[Saved entries]
%%

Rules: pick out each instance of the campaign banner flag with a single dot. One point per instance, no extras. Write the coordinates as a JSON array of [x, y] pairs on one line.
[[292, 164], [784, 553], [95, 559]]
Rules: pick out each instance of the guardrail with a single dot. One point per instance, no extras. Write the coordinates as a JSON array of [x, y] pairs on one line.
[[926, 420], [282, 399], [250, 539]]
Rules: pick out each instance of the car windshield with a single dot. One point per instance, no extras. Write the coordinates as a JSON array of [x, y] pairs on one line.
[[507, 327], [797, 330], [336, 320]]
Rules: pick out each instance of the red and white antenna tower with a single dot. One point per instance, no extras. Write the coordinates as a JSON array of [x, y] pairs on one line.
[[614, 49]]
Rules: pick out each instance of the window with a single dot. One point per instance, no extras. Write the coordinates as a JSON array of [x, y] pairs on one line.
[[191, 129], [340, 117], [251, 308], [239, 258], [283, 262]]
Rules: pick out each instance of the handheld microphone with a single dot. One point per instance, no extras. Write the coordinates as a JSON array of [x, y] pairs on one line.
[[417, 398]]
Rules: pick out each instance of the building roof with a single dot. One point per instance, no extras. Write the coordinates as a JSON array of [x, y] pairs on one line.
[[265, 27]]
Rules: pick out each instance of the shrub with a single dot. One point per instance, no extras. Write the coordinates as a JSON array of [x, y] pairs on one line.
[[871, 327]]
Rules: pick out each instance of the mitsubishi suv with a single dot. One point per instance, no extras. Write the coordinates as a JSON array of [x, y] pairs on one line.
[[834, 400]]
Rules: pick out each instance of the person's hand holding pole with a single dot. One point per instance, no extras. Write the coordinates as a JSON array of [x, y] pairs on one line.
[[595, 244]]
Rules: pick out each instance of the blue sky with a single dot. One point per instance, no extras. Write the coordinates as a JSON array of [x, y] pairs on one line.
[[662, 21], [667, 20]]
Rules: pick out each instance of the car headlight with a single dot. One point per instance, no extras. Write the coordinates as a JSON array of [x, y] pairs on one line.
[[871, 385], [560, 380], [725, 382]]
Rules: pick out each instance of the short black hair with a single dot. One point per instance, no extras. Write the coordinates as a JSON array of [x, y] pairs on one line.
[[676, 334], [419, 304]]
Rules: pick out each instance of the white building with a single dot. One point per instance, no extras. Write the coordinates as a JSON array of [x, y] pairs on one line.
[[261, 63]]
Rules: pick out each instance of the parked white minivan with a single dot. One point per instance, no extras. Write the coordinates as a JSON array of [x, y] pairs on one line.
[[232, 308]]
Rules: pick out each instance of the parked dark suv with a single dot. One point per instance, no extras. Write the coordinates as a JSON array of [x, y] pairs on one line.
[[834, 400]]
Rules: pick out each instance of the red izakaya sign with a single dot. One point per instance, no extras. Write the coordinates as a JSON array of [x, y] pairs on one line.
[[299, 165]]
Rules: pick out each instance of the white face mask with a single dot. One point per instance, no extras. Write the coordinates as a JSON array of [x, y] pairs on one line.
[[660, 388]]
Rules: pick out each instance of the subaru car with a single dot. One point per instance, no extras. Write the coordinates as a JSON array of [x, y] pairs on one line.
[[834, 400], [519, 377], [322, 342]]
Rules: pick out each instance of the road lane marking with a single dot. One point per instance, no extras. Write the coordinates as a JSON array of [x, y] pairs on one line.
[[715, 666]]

%%

§ **Task**
Each of the entries above should be written out again exactly.

§ **Final answer**
Rules: pick out each instance of the campaign banner flag with a single dot. One point per instance, no extras. Write the coordinates as a JSON array of [x, y] pairs on one line.
[[292, 164], [784, 553], [95, 559]]
Rules: pick out each instance of the guardrail with a single dot. One point per instance, no extras. Write the coordinates as a JSON array of [x, y] pairs on one line.
[[926, 420], [282, 399], [250, 539]]
Rules: pick out each instance of the car windshield with a single dot. One point per instance, no extras. Write the coordinates as a JSON array of [x, y] pairs on one line.
[[507, 327], [797, 330], [336, 320]]
Rules: pick out each instance of the red and white antenna tower with a single dot. One point per instance, no extras. Write the coordinates as a JSON array of [x, y] pairs on one line.
[[614, 49]]
Rules: pick out each instance of the window with a single dot. One point per instance, no extras. Write the coordinates as a JSON array of [x, y] pairs on one line.
[[191, 129], [340, 117], [251, 308], [239, 258], [283, 262]]
Rules: pick out each instance of the handheld microphone with a single dot. One point per instance, no extras. Write the coordinates as a JSON array of [x, y] pairs on one line.
[[417, 398]]
Rules: pick out each instance of the building roof with a single dot. One point per instance, no extras. Write the coordinates as a JSON array of [x, y] pairs on one line.
[[265, 27]]
Rules: pick out each instance of the shrub with a single dot. One point per instance, no extras. Write the coordinates as a JSON array of [x, y] pairs on one line.
[[871, 327]]
Rules: pick out each instance of the mitsubishi suv with a single dot. One point per instance, no extras. Write the coordinates as a JSON array of [x, y] pairs on one line.
[[834, 400]]
Rules: pick out each instance of the person's hand holding pole with a single dot. One point per instance, no extras. Write the coordinates as a JSON array of [x, y] pairs on one line.
[[595, 244]]
Rules: pick out each instance of the blue sky with a single dot. One point per instance, no extras. Write the coordinates as a JSON array of [x, y] pairs on one line.
[[662, 21], [667, 20]]
Rules: pick out each instance of the car headlight with a single dot. One point per instance, no extras. Write the coordinates as a JSON array of [x, y] pairs on one line.
[[871, 385], [560, 380], [725, 382]]
Rules: pick out each instance of the short black hair with a single dot. One point per instance, no extras. Write the coordinates as a JSON array of [x, y] pairs on one line.
[[676, 334], [419, 304]]
Rules: pick out each instance of the white building with a single dot. One point per instance, no extras. Write the coordinates as a JSON array of [x, y] pairs on one line.
[[261, 63]]
Rules: pick out each instance of the parked white minivan with a single dot. One point per instance, no extras. Write the coordinates as a JSON array of [x, y] pairs on one line.
[[232, 308]]
Rules: pick out each instance of the parked dark suv with a single dot. One point per instance, no extras. Write the coordinates as a JSON array of [x, y] pairs on one line.
[[834, 400]]
Rules: pick out each instance of the red izakaya sign with a single dot. One point per instance, no extras. Write the coordinates as a JSON array of [x, y] pairs on one line.
[[299, 165]]
Rules: pick out each instance of the white face mask with a single dot. One point per instance, no extras. Write the coordinates as a JSON array of [x, y] pairs on one line.
[[660, 388]]
Rules: pick out each instance of the subaru car with a single dot. One point per instance, no extras. Write the coordinates as a JSON array of [x, y] pairs on one line.
[[834, 400], [519, 377], [322, 342]]
Rules: pick out each instance of the road lane marking with a single dot. One point per instance, no extras. Write the coordinates as a JSON array of [x, y] pairs on one line.
[[715, 666]]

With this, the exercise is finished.